§ **TEXT SHOWN**

◆ ◆ ◆ ◆ ◆

Monday, December 07, 2020

Safety Tips for Holiday Gatherings


Photo by Edward Jenner from Pexels   

Between now and January, there will be over 200 worldwide festivities, which will be different this time because of the Coronavirus pandemic and the swell of COVID-19 infections in some locales.


We may not be able to observe our favorite festivals the same way as we did in the past, but we can get creative and begin new methods of rejoicing by following these safety tips:


·    If you plan to attend a holiday party outside your local community, check the percentage of positive tests in the area you are visiting to evaluate the risk of infection. If the percentage is high, you may want to rethink going to the party. (A higher percent positive may mean more people in these areas are infected but who have not been tested yet.)


·    Since the onset of the Coronavirus pandemic, the CDC (Centers for Disease Control and Prevention) has recommended gatherings be limited to small numbers, and this continues to be the case for holiday gatherings. This is true when attendees are not able to-socially distance; there is a high level of contact among attendees, and people do not wear masks. However, If there is ample room to socially distance, contact is limited, and everyone wears a mask, these steps help reduce the risk of infection or spread.


·    Although not every COVID holiday party can be held outside, the CDC continues to recommend outdoor gatherings over indoor gatherings because the ventilation is better. To warm up outdoor settings, use fire pits, chimneys, or space heaters. However, if you plan to host or attend an indoor holiday gathering, look for ways to increase ventilation, such as opening windows and doors to improve airflow. Also, limit the number of attendees to avoid crowded rooms that could turn hot and stuffy. That type of environment concentrates airborne particles generated from tiny respiratory droplets. If someone is infected with COVID, the indoor air can become contaminated with the virus and inhaled by others.

◆ ◆ ◆ ◆ ◆

Items from a dataset
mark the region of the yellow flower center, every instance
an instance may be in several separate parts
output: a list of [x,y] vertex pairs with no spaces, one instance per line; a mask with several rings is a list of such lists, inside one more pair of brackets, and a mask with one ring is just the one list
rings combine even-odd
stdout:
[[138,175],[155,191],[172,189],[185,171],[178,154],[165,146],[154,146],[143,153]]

◆ ◆ ◆ ◆ ◆

§ **EXERCISES TO COMPLETE**
**A.** Translate this sentence from the holiday safety tips into Spanish: "To warm up outdoor settings, use fire pits, chimneys, or space heaters."
**B.** According to the holiday safety tips, why should the number of attendees at an indoor gathering be limited? Answer in one to three sentences.
Base every answer on the text alone.

§ **RESPONSES**
**A.** Para calentar los espacios al aire libre, use fogatas, chimeneas o calentadores.

**B.** Limiting attendees avoids crowded rooms that could turn hot and stuffy, and that kind of environment concentrates airborne particles from tiny respiratory droplets. If someone is infected with COVID, the indoor air can become contaminated with the virus and be inhaled by others.